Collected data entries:

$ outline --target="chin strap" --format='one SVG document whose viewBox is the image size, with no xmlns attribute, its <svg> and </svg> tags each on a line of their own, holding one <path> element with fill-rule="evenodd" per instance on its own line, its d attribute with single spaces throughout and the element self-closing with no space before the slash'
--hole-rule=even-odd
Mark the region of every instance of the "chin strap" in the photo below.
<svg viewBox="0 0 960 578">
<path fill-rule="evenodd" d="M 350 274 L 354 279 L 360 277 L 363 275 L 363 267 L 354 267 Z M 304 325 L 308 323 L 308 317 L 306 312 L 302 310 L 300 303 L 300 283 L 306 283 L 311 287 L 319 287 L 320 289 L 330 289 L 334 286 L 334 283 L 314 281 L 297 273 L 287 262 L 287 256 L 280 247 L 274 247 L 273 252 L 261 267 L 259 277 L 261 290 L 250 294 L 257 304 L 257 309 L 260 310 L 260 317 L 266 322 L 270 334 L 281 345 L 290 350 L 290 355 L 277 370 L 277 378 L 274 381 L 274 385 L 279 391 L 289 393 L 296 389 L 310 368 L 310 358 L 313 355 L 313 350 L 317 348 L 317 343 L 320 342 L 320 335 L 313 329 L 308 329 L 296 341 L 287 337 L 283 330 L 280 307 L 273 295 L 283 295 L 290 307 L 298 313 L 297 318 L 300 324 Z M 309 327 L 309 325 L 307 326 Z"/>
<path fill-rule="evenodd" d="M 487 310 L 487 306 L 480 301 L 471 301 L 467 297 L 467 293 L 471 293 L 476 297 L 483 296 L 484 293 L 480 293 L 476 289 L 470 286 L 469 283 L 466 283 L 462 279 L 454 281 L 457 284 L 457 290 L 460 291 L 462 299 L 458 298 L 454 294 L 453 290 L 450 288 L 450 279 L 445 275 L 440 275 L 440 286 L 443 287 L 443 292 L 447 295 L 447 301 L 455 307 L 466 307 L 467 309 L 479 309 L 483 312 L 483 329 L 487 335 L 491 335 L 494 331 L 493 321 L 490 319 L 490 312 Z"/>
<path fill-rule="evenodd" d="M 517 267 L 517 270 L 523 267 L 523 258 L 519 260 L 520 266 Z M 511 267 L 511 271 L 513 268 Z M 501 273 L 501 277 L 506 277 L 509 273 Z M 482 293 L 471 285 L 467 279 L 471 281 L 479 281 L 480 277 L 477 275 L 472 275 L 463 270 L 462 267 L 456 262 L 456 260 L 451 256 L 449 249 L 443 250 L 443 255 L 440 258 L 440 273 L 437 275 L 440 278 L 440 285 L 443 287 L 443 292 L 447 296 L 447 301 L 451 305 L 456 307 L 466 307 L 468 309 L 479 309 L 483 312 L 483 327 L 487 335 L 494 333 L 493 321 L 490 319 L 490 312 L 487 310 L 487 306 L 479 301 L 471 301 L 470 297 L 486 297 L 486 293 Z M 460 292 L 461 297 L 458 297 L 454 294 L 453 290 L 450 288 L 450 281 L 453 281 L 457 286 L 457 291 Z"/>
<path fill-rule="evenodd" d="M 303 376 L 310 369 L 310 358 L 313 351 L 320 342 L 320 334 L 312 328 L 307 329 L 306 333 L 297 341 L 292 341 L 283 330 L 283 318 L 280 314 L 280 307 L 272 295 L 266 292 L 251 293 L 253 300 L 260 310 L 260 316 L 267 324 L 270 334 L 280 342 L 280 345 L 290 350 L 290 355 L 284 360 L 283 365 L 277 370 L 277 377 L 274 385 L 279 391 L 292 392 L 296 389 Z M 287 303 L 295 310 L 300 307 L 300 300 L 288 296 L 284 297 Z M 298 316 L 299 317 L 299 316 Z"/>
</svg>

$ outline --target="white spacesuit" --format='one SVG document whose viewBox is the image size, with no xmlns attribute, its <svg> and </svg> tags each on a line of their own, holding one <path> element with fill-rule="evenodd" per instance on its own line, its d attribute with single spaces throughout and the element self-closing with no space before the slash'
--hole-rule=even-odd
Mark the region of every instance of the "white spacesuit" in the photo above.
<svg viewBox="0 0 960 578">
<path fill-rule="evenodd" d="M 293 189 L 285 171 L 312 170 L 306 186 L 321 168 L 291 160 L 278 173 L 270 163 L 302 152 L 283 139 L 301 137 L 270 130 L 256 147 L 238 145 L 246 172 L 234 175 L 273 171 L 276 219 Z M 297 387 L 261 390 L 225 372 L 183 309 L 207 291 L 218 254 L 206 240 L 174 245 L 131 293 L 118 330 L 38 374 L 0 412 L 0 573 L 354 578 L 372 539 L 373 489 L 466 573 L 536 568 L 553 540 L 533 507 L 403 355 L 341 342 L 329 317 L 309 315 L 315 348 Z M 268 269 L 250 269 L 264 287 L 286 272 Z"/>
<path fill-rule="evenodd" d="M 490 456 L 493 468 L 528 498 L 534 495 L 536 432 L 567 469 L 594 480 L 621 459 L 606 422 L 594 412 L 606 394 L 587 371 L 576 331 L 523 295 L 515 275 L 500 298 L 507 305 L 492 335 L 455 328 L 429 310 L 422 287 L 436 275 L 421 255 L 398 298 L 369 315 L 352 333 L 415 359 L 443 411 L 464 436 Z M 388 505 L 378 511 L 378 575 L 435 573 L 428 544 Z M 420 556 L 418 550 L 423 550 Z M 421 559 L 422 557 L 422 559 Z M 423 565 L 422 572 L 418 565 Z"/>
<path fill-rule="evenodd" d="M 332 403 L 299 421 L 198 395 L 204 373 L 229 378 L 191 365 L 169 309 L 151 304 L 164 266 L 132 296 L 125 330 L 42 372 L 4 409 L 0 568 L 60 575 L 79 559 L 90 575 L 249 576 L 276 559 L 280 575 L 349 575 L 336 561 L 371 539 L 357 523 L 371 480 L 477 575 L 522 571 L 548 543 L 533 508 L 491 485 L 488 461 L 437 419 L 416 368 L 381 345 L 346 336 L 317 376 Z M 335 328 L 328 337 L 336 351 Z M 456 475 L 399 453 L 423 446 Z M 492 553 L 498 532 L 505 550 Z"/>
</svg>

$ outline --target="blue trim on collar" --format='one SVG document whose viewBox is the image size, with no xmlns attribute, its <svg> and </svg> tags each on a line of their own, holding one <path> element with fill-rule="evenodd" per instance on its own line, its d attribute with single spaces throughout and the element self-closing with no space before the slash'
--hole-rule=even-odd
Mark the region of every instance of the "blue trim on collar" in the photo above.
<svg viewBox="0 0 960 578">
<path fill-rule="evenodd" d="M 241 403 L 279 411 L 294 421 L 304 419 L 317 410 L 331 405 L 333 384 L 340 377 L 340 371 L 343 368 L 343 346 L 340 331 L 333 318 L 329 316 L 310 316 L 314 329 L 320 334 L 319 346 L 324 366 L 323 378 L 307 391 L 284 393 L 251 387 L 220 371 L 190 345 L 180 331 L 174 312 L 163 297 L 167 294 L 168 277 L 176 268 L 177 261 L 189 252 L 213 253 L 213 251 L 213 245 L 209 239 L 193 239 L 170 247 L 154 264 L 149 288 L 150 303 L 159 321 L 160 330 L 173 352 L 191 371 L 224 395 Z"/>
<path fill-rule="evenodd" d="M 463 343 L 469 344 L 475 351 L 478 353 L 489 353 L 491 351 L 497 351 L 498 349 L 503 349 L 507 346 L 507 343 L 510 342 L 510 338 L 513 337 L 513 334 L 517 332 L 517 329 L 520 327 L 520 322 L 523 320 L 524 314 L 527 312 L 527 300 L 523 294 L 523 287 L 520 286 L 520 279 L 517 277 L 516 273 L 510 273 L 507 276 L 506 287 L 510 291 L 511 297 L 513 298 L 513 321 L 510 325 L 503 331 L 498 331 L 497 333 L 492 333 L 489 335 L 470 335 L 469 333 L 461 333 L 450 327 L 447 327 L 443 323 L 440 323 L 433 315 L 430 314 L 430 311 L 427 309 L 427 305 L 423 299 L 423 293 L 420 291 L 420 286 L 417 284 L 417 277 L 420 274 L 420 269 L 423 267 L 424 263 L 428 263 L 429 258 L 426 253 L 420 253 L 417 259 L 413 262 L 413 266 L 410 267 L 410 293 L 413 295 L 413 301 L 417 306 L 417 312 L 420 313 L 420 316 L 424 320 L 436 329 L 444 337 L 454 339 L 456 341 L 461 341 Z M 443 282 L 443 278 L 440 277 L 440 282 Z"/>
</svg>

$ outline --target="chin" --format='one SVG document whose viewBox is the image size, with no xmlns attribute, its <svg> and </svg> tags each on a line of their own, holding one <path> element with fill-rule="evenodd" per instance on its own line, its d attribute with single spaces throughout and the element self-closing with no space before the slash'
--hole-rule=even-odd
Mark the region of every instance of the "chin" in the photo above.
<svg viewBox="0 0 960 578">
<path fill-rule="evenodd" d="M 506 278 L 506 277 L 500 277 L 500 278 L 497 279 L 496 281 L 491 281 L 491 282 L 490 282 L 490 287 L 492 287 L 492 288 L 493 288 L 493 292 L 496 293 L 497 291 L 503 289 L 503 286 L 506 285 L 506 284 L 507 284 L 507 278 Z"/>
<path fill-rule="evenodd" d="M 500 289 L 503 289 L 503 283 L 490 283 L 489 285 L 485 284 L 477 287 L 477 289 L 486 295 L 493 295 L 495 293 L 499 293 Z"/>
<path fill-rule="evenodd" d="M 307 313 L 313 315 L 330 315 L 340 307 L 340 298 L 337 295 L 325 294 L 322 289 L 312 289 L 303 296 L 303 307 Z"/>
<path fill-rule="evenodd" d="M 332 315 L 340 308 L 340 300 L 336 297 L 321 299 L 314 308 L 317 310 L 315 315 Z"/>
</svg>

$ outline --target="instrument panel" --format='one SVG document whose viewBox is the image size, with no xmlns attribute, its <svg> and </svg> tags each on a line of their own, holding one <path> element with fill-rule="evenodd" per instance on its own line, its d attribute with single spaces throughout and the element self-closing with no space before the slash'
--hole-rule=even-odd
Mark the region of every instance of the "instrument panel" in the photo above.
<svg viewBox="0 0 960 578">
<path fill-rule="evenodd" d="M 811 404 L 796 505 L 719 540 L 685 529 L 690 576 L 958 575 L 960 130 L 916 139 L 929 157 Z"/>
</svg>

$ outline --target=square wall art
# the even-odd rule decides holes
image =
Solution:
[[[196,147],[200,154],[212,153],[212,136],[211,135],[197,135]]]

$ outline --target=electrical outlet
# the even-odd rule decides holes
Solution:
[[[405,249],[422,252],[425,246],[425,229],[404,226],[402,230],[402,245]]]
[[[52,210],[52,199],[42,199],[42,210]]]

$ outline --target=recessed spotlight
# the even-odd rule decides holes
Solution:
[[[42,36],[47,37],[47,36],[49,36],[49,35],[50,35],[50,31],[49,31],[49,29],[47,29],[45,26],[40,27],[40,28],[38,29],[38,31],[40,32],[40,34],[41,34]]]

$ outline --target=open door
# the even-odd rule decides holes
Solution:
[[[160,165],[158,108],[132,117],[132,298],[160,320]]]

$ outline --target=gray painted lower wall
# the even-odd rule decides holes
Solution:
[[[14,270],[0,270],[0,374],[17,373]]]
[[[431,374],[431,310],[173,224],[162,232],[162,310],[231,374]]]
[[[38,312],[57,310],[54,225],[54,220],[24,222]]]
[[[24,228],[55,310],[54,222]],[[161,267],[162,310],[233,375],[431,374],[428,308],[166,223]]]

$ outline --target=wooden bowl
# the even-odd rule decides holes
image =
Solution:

Assignment: In the entries above, please find the line with "outline --target=recessed spotlight" and the line with "outline --target=wooden bowl", then write out exactly those two lines and every line between them, and nothing more.

Task response:
$ outline --target=recessed spotlight
# the even-odd rule decides holes
Solution:
[[[42,36],[47,37],[47,36],[49,36],[49,35],[50,35],[50,31],[49,31],[49,29],[47,29],[45,26],[40,27],[40,28],[38,29],[38,31],[40,32],[40,34],[41,34]]]

$ outline --target=open door
# the even-odd rule decides holes
Solution:
[[[160,165],[158,108],[132,117],[132,298],[160,320]]]

$ outline --target=gray painted lower wall
# the even-odd rule decides holes
Solution:
[[[14,270],[0,270],[0,374],[17,373]]]
[[[431,374],[431,310],[173,224],[162,232],[162,310],[231,374]]]
[[[38,312],[57,310],[54,225],[54,220],[24,222]]]
[[[24,228],[55,310],[54,222]],[[161,267],[162,310],[233,375],[431,374],[428,308],[166,223]]]

$ outline --target=wooden bowl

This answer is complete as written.